「高等教育機関の情報セキュリティ対策のためのサンプル規程集」(2007年度版)に関する意見・要望の募集の結果について

国立情報学研究所 国立大学法人等における情報セキュリティポリシー策定作業部会
電子情報通信学会 ネットワーク運用ガイドライン検討WG

平成19年8月17日付けで実施しました,「高等教育機関の情報セキュリティ対策のためのサンプル規程集」(案)に関する意見・要望の募集の結果について,お知らせします。

  1. 意見公募手続きの概要
  2. 提出意見総数
  3. 提出意見の概要(到着順)
番号 意見・要望提出者 意見・要望等の概要 扱い
1. 国立大学教員 ○ 「高等教育機関の情報セキュリティ対策のためのサンプル規程集」を参考に、本学のセキュリティポリシを検討しているが、このサンプル規程集の p.243 に別紙1として挙げられている「電子メールサービス提供ソフトウェアのセキュリティ維持に関する規程」の雛形が見あたらない。 内閣官房情報セキュリティセンター提供の雛形のうち、本文書のみ未対応であったため、別紙1として追記した。
2. 民間企業職員 ○ 「A1001 情報システム運用基本規程」第19条の「情報の格付け」において、「書面については機密性の観点から当該情報の格付け及び取扱制の指定並びに明示等の規程を整備すること。」とある。これは、「政府機関の情報セキュリティ対策のための統一基準」に準じた記載と思われるが、書面についても下記の例のように「完全性」や「可用性」の観点での情報の格付け考慮が必要ではないか。
(例)完全性の観点:試験答案の内容や採点結果が改竄されたりすることが無い様に「完全性」を確保することは大変重要。また、データ化されているものでも書面化した後に完全性が損なわれてしまうと問題となるもの(学生証、成績証明書、領収書等)も多数存在
(例)可用性の観点:講義等で使用する各種の教材書面や試験問題等は、その可用性が損なわれると即、講義や試験の実施に影響
意見を踏まえ、解説に追記した。
3. 国立大学職員 1) 「A1001 情報システム運用基本規程」第3条解説の2行目の誤記。
現行 四項の事務局情報システム
修正 四項の事務情報システム
意見の通り修正した。
2) 「A3303 教育テキスト作成ガイドライン(CIO/役職者向け)」1.1の5行目の誤記。
現行  (基本方針,運用基準)
修正  (基本方針,運用基本規程)
意見の通り修正した。

_提供リスト_:
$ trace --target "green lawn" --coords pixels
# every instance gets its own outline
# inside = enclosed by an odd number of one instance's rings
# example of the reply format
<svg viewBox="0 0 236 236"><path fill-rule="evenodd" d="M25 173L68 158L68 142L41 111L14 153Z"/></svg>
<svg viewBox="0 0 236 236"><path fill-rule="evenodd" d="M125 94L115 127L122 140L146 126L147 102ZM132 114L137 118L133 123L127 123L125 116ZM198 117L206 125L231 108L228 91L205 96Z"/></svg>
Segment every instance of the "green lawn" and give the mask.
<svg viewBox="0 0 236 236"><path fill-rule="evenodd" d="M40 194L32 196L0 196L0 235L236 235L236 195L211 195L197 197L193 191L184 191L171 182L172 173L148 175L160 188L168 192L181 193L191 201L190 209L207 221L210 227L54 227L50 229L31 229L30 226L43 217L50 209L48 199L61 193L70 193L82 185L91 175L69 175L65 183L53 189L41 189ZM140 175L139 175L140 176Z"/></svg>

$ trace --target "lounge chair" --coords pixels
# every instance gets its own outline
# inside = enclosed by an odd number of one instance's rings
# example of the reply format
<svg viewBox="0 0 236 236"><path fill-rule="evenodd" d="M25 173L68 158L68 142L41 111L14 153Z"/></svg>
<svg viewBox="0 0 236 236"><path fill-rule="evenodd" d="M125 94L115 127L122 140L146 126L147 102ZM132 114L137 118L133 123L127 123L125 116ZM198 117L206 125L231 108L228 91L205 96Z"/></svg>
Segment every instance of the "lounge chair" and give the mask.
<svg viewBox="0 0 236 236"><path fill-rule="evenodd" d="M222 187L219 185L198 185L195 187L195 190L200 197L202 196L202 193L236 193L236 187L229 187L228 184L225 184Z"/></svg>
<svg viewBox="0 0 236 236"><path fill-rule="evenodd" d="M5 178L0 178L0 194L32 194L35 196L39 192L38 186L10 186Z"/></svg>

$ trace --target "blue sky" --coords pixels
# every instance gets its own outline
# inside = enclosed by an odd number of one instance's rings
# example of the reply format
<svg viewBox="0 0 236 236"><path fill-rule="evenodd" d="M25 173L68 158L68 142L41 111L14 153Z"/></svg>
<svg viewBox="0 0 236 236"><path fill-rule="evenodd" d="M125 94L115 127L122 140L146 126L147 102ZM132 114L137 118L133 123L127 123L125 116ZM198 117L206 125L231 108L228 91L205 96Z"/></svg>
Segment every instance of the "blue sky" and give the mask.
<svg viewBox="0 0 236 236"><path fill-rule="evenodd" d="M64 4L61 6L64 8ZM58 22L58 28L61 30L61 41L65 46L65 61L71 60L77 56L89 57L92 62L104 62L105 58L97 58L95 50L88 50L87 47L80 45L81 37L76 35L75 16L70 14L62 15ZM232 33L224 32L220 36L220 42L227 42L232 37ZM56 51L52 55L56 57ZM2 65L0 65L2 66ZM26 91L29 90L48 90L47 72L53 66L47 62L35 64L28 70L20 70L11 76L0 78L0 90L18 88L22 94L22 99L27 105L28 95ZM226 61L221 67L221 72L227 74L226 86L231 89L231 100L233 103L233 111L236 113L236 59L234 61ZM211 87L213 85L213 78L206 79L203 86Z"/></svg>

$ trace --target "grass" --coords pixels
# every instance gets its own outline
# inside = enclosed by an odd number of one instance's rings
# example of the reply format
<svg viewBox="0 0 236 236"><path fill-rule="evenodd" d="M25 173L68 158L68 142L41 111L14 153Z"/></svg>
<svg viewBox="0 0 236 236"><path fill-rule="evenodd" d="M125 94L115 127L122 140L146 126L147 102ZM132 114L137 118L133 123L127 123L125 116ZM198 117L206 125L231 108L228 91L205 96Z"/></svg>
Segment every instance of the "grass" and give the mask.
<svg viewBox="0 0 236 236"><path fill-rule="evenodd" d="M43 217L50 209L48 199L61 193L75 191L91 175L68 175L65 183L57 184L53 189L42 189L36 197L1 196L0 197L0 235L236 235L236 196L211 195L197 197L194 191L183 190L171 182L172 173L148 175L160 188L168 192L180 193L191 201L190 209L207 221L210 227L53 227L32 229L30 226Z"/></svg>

_練習問題_:
A) リストの先頭から「194L32 196L0 196L0」を含む行までを、その行も含めて一字一句変えずに書き写すこと。
B) サンプル規程集への意見募集の結果を伝える文書について、最後の行のあとに続く部分を書き足すこと。

_解答_:
A)
$ trace --target "green lawn" --coords pixels
# every instance gets its own outline
# inside = enclosed by an odd number of one instance's rings
# example of the reply format
<svg viewBox="0 0 236 236"><path fill-rule="evenodd" d="M25 173L68 158L68 142L41 111L14 153Z"/></svg>
<svg viewBox="0 0 236 236"><path fill-rule="evenodd" d="M125 94L115 127L122 140L146 126L147 102ZM132 114L137 118L133 123L127 123L125 116ZM198 117L206 125L231 108L228 91L205 96Z"/></svg>
Segment every instance of the "green lawn" and give the mask.
<svg viewBox="0 0 236 236"><path fill-rule="evenodd" d="M40 194L32 196L0 196L0 235L236 235L236 195L211 195L197 197L193 191L184 191L171 182L172 173L148 175L160 188L168 192L181 193L191 201L190 209L207 221L210 227L54 227L50 229L31 229L30 226L43 217L50 209L48 199L61 193L70 193L82 185L91 175L69 175L65 183L53 189L41 189ZM140 175L139 175L140 176Z"/></svg>

B)
3) 「A3502 責任者等の役割から見た遵守事項」2.4.1(1)(a)の実施者欄の誤記。
現行 情報セキュリティ関係規定を整備した者
修正 情報セキュリティ関係規程を整備した者
意見の通り修正した。
4) 「A2201 情報システム利用規程」冒頭解説の第3段落5行目に「学籍によって懲戒の内容に差異が生じないようにするため、」とあるが、学籍とは「学生としての身分を有するという意味」であるので、「学生・職員の所属によって懲戒の内容に差異が生じないようにするため、」の方が意味がわかると考える。 意見を踏まえ、「所属によって懲戒の内容に差異が生じないようにするため、」と修正した。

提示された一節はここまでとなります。